Reproduce the painting passage below in full, word for word.

◆ SOURCE PASSAGE:
────────────────────

Some days I really want to paint. Lately I haven’t. Actually, not in several, several months.
I started painting, because I thought I would try another artistic outlet for myself since I am not good at any other artsy things. Every time I do paint, it is like I am learning all over again. It is different every time and I love it. It relaxes me. Focuses me. Brings me calm.
I have the images in my mind, but as that image goes through me and down my arm and out my hand with an art utensil of any kind, it usually looks like a kindergartener did it. Seriously!
Some days I think of selling some of my paintings. Well, the ones that I actually don’t hide in the closet, which is most of them. I do show them to friends when asked. I mostly just give them to friends as gifts. If someone likes one, it is usually going home under their arm.
I do have a couple that I really liked, and those went to special people in my lives. If they hate them, I guess they can hide them in their closet too. LOL!
My Husband has had a request in for some time now of an Arizona stormy sunset. I have several photos, just haven’t tried it yet. I’ve never really taken the clouds on and they seem a bit intimidating. I really need to do it just for him.
Sometimes I paint something, because it reminds me of someone. Like sunflowers remind me of my Niece, Jennifer.

────────────────────

◆ MATERIAL PROVIDED:
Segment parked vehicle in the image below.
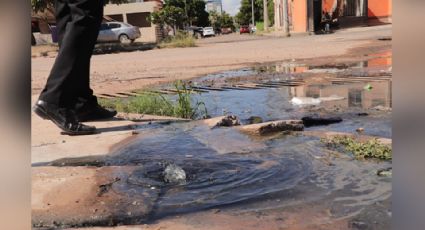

────────────────────

◆ REPLY TO THE TASK:
Some days I really want to paint. Lately I haven’t. Actually, not in several, several months.
I started painting, because I thought I would try another artistic outlet for myself since I am not good at any other artsy things. Every time I do paint, it is like I am learning all over again. It is different every time and I love it. It relaxes me. Focuses me. Brings me calm.
I have the images in my mind, but as that image goes through me and down my arm and out my hand with an art utensil of any kind, it usually looks like a kindergartener did it. Seriously!
Some days I think of selling some of my paintings. Well, the ones that I actually don’t hide in the closet, which is most of them. I do show them to friends when asked. I mostly just give them to friends as gifts. If someone likes one, it is usually going home under their arm.
I do have a couple that I really liked, and those went to special people in my lives. If they hate them, I guess they can hide them in their closet too. LOL!
My Husband has had a request in for some time now of an Arizona stormy sunset. I have several photos, just haven’t tried it yet. I’ve never really taken the clouds on and they seem a bit intimidating. I really need to do it just for him.
Sometimes I paint something, because it reminds me of someone. Like sunflowers remind me of my Niece, Jennifer.